Rewrite each of the items below as a numbered list of its lines, leaving out any blank lines.

※ ※ ※

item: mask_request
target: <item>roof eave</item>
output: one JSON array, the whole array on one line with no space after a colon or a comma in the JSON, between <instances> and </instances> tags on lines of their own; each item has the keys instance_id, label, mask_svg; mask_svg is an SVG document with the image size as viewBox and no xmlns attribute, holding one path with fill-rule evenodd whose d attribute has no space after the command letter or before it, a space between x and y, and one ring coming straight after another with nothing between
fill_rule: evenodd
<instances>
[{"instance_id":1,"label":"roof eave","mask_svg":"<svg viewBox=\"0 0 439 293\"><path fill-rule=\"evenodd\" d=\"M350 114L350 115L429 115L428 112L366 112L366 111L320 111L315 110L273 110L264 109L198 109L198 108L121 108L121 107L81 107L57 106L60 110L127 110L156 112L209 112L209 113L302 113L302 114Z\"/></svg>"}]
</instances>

※ ※ ※

> _Response below_:
1. item: mask_request
2. target: <item>roof eave</item>
3. output: one JSON array, the whole array on one line with no space after a colon or a comma in the JSON, between <instances> and </instances> tags on lines of their own; each item has the keys instance_id, label, mask_svg; mask_svg is an SVG document with the image size as viewBox and no xmlns attribute, holding one path with fill-rule evenodd whose d attribute has no space after the command letter or before it, a space between x and y, and one ring coming straight after another with nothing between
4. fill_rule: evenodd
5. <instances>
6. [{"instance_id":1,"label":"roof eave","mask_svg":"<svg viewBox=\"0 0 439 293\"><path fill-rule=\"evenodd\" d=\"M350 114L350 115L429 115L428 112L366 112L366 111L320 111L315 110L273 110L264 109L198 109L198 108L121 108L121 107L81 107L57 106L60 110L127 110L156 112L209 112L209 113L302 113L302 114Z\"/></svg>"}]
7. </instances>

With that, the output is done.